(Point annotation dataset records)
[start]

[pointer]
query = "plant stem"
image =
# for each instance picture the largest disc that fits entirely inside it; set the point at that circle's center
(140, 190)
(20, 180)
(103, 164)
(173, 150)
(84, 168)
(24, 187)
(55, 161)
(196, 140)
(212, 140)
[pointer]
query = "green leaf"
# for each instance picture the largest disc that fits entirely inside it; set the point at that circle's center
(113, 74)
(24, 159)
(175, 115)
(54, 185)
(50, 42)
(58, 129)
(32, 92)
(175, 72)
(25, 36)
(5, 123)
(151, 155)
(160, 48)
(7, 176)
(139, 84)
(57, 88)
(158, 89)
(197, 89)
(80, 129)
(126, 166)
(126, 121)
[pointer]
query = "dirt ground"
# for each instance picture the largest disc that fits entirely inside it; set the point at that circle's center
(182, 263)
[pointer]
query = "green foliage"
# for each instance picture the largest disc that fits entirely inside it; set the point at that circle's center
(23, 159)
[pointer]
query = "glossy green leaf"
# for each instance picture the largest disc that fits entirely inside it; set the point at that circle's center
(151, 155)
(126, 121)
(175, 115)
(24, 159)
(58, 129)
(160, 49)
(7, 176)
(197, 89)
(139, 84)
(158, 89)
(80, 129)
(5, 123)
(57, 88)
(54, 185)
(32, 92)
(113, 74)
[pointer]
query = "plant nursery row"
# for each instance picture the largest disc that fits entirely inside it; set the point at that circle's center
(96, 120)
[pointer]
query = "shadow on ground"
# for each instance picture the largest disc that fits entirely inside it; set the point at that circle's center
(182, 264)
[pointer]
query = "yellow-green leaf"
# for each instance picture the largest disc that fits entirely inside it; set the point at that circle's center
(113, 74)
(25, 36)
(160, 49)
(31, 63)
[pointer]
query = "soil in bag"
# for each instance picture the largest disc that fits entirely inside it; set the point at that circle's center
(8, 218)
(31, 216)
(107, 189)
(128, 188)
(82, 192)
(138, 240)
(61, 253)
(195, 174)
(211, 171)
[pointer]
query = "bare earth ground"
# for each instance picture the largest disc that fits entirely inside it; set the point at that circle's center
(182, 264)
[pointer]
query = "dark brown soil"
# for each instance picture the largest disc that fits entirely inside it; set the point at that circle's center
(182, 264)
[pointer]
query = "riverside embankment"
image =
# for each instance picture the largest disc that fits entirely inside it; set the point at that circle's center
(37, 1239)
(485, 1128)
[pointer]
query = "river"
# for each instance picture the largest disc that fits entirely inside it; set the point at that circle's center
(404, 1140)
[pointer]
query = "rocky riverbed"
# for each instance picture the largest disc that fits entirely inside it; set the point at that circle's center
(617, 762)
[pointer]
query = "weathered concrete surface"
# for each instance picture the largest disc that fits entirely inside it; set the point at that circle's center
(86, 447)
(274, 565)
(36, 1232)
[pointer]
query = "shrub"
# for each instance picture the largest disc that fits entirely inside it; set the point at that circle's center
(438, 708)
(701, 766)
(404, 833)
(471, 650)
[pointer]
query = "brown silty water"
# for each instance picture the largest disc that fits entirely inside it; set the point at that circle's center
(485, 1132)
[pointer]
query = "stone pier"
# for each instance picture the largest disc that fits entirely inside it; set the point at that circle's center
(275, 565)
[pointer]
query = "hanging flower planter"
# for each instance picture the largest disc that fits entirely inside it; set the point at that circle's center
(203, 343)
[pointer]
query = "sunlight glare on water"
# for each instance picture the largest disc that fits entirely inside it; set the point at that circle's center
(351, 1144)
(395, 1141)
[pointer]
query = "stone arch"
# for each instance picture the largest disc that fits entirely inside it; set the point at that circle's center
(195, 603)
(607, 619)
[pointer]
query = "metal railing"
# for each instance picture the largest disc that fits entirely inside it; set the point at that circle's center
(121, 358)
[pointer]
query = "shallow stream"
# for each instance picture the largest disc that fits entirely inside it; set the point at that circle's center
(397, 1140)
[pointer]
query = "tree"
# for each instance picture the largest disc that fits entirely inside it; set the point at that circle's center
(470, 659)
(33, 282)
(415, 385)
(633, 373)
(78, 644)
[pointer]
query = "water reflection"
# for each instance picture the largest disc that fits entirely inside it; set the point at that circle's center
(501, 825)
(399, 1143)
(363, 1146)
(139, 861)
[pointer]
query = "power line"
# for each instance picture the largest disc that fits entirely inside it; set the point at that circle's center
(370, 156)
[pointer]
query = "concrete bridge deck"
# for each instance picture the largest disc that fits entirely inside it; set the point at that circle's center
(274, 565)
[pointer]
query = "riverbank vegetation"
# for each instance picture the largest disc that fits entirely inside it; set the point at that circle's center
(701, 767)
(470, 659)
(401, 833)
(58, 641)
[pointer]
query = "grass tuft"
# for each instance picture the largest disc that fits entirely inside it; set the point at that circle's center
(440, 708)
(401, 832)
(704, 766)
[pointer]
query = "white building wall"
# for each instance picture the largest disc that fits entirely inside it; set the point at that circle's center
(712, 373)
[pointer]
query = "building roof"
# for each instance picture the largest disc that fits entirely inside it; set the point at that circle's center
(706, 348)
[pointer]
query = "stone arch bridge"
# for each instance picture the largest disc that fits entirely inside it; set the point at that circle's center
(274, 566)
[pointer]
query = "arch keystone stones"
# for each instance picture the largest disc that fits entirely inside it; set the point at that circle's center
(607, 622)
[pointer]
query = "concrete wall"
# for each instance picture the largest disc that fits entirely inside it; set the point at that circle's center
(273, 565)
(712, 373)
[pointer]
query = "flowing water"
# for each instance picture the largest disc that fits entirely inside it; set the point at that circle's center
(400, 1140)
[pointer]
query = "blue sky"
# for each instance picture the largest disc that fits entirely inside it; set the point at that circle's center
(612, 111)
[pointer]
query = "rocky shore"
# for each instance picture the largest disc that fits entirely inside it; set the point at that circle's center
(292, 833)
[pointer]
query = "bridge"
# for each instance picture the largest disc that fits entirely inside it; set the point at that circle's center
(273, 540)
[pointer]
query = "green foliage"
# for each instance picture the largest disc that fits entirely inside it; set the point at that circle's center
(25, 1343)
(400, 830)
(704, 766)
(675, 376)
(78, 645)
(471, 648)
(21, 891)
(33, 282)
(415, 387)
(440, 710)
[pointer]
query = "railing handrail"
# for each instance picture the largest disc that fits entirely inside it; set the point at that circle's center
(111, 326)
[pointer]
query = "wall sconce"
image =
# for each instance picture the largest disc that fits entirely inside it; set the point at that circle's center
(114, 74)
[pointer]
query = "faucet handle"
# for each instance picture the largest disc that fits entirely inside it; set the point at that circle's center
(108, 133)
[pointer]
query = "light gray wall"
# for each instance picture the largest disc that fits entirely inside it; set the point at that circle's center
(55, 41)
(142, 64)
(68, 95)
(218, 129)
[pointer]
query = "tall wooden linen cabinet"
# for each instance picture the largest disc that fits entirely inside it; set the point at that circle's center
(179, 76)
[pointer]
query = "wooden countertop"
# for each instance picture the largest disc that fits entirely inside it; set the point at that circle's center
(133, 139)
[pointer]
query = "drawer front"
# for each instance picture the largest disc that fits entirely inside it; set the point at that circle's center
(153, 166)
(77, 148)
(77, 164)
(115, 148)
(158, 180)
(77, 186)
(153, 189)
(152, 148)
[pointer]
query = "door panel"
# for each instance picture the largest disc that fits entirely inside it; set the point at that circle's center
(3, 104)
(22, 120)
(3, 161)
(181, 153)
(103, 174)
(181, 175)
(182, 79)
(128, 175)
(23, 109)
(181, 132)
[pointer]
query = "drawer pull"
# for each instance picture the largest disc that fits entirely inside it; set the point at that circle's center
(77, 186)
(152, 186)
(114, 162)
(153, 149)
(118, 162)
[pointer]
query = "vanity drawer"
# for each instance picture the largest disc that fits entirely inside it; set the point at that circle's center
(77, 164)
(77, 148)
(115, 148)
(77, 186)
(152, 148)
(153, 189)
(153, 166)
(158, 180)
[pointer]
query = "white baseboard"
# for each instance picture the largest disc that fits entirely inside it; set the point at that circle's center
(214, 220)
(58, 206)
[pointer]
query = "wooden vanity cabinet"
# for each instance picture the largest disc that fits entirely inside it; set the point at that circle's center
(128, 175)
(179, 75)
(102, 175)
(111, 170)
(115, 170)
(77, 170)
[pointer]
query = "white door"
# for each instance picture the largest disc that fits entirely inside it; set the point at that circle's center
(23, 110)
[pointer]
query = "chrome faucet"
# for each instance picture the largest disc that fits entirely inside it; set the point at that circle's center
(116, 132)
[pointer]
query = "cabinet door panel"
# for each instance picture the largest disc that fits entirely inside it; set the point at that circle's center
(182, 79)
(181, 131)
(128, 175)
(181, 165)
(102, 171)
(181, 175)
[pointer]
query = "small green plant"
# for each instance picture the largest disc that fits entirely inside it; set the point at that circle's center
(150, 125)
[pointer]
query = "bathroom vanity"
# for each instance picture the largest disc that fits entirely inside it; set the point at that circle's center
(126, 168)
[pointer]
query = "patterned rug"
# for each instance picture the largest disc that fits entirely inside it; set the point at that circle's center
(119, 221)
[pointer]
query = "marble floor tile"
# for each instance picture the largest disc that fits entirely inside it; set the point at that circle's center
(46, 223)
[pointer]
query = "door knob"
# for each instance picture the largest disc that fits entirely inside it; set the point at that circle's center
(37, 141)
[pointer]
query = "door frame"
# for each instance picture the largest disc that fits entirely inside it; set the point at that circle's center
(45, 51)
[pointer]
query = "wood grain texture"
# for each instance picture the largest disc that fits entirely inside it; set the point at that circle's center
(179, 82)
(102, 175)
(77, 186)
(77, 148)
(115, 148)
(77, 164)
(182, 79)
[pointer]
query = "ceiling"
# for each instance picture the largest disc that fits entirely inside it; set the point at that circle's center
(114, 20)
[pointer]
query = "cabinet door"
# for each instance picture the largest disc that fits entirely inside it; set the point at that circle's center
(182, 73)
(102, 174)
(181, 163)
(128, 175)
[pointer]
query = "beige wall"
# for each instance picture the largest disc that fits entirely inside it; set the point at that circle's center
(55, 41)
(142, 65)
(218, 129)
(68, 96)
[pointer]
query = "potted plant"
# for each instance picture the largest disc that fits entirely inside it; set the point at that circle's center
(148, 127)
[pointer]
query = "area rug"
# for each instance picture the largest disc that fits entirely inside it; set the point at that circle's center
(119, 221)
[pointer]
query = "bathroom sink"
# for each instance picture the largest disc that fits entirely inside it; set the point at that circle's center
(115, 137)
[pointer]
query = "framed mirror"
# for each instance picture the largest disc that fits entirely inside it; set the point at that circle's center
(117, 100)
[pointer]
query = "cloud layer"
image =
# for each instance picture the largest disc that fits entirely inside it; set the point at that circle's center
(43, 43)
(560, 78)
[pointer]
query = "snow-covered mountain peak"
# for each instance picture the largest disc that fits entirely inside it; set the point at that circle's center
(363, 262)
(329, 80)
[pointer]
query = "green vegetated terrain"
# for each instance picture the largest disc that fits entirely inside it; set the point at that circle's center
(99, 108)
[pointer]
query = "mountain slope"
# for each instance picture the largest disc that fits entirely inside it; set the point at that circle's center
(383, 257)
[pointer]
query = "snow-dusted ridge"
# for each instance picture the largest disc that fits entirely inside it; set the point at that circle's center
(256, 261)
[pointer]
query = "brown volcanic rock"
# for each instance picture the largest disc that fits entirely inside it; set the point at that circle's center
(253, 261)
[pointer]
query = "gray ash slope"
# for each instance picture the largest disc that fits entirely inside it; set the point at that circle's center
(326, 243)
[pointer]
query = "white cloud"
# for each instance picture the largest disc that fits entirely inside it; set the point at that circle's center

[end]

» To do:
Select every line in the records that holds the string "rocky", and copy each of those lines. Case counts.

» Response:
query = "rocky riverbed"
query = "rocky shore"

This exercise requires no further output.